(Point-per-instance localization data)
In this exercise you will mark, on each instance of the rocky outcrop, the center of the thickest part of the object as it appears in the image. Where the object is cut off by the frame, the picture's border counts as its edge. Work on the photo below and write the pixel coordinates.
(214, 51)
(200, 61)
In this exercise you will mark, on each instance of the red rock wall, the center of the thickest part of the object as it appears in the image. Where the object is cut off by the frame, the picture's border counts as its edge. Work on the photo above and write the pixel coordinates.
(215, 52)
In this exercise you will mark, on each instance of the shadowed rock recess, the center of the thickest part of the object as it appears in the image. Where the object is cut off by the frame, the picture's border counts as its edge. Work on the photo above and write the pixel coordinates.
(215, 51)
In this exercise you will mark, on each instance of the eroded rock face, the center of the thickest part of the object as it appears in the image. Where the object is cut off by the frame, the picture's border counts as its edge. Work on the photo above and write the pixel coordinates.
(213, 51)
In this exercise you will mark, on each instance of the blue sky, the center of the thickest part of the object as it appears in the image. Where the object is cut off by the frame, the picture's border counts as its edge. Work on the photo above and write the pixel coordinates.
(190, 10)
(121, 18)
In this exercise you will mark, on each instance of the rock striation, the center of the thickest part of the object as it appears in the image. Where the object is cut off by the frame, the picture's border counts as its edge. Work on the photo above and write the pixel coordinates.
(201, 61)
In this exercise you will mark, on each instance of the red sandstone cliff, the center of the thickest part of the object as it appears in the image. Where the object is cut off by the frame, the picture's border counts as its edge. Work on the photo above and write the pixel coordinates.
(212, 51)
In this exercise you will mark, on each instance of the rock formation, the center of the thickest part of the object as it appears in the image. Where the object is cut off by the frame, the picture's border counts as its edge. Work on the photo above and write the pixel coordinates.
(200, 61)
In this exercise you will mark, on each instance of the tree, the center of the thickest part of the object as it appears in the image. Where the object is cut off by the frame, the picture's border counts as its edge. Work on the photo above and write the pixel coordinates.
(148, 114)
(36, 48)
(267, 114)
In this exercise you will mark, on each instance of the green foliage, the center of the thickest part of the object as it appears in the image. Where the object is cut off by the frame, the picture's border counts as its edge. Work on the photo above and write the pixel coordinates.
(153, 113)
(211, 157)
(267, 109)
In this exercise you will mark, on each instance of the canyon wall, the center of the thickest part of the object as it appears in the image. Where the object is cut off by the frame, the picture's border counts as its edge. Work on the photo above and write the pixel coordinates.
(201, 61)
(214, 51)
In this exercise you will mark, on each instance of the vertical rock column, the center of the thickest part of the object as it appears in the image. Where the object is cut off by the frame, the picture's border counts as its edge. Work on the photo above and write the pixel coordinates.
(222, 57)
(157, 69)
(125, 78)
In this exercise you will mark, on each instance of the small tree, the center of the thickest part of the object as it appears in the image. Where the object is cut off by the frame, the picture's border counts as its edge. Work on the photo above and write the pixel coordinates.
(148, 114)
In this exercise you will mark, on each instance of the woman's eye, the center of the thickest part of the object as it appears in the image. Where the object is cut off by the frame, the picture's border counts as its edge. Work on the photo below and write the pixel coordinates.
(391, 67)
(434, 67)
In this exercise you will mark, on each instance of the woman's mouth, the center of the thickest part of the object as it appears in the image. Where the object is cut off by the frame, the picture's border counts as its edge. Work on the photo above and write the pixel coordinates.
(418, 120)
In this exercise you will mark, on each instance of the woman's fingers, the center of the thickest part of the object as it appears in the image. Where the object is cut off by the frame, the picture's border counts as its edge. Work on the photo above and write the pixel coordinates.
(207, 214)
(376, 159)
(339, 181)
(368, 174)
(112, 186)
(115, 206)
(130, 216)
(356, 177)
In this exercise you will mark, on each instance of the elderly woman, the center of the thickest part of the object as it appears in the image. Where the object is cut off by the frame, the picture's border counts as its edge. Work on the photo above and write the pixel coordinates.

◆ Exercise instructions: Every entry must be quoted exactly as it appears above.

◆ Reply to the task:
In this exercise you will mark, on each instance of the rocky outcrop, the center of the thickest part of the object as it appears in the image. Where the object is cut off by the frame, the picture's border counts as its edge. Work on the photo below and write the pixel coordinates.
(214, 51)
(200, 61)
In this exercise you will mark, on each instance of the red rock wall, the center of the thickest part of the object as it appears in the image. Where the object is cut off by the frame, the picture's border counts as its edge. Work on the photo above and write the pixel coordinates.
(215, 52)
In this exercise you will mark, on each instance of the shadowed rock recess, the center of the thickest part of the object as it appears in the image. Where the object is cut off by the frame, the picture's border counts as its edge. Work on the photo above and write the pixel coordinates.
(215, 51)
In this exercise you will mark, on each instance of the eroded rock face, the center of the thickest part of the object as it appears in the image. Where the object is cut off by the frame, the picture's border counts as its edge. Work on the photo above and write the pixel coordinates.
(213, 51)
In this exercise you will mark, on each instance of the blue sky, the center of the thickest part of the object as it appears in the image. Where the object is cut off by the frame, the picture's border counts as its edge. Work on the photo above and write the pixel coordinates.
(190, 10)
(121, 18)
In this exercise you will mark, on each instance of the rock striation, the center of the thickest part of the object as it appears in the image. Where the object is cut off by the frame, the picture's border counts as its edge. Work on the photo above and write the pixel coordinates.
(201, 61)
In this exercise you will mark, on each instance of the red sandstone cliff, the center of the thickest part of the object as it appears in the image. Where the object is cut off by the frame, the picture's border counts as its edge. Work on the photo above and write the pixel coordinates.
(212, 51)
In this exercise you will mark, on each instance of the rock formation, the center of the thickest part of the object as it appears in the image. Where the object is cut off by the frame, the picture's border counts as its edge. Work on the photo above and write the pixel coordinates.
(200, 61)
In this exercise you will mark, on each instance of the tree, the center of the thickest part of the object as it appears in the image. Where the object is cut off by the frame, the picture's border counts as its edge. Work on the photo above and write the pixel coordinates.
(148, 114)
(36, 48)
(267, 114)
In this exercise you will mark, on each instance of the green foliage, the center of the thickest part of the object as it appears in the image. Where the object is cut off by the frame, the picture's border counts as its edge. Work on the photo above and write the pixel coordinates.
(153, 113)
(211, 157)
(267, 109)
In this exercise you will mark, on each instance of the canyon wall, the center of the thickest part of the object as it appears in the image. Where the object is cut off by the frame, the picture's border counts as its edge. Work on the photo above and write the pixel coordinates.
(201, 61)
(214, 51)
In this exercise you will mark, on each instance of the vertical rock column, the center of the thickest part of the object as it appears in the image. Where the object is cut off by the frame, the picture's border counts as its edge. Work on the photo above and write the pixel coordinates.
(222, 57)
(157, 69)
(125, 78)
In this exercise you will mark, on each instance of the small tree, the center of the thickest part of the object as it appears in the image. Where the object is cut off by the frame, the picture's border counts as its edge. Work on the photo above and write the pixel coordinates.
(148, 114)
In this exercise you will mark, on each instance of the woman's eye, the center of the thickest part of the object as it appears in the image. Where the object is cut off by the frame, the picture's border counts as its edge. Work on the photo below and write the pixel coordinates.
(391, 67)
(434, 67)
In this exercise you will mark, on each instance of the woman's mouth, the center of the thickest part of the object as it appears in the image. Where the object is cut off by the frame, the picture's border counts as its edge. Work on the photo above and write the pixel coordinates.
(418, 120)
In this exercise you will mark, on each instance of the woman's fingers, the center of the thickest part of the object as it appears in the image. Where the object is cut off by the frame, the picture's border counts as its edge. Work on the photo above and write the pixel coordinates.
(207, 214)
(376, 159)
(339, 181)
(368, 174)
(112, 186)
(115, 206)
(130, 216)
(356, 177)
In this exercise you will mark, on each instance of the elderly woman, the center of the thickest part of the object as it appears in the image. Where the object is cut off by the frame, the picture's border counts as its edge. Work on the photo above and write the pixel coordinates.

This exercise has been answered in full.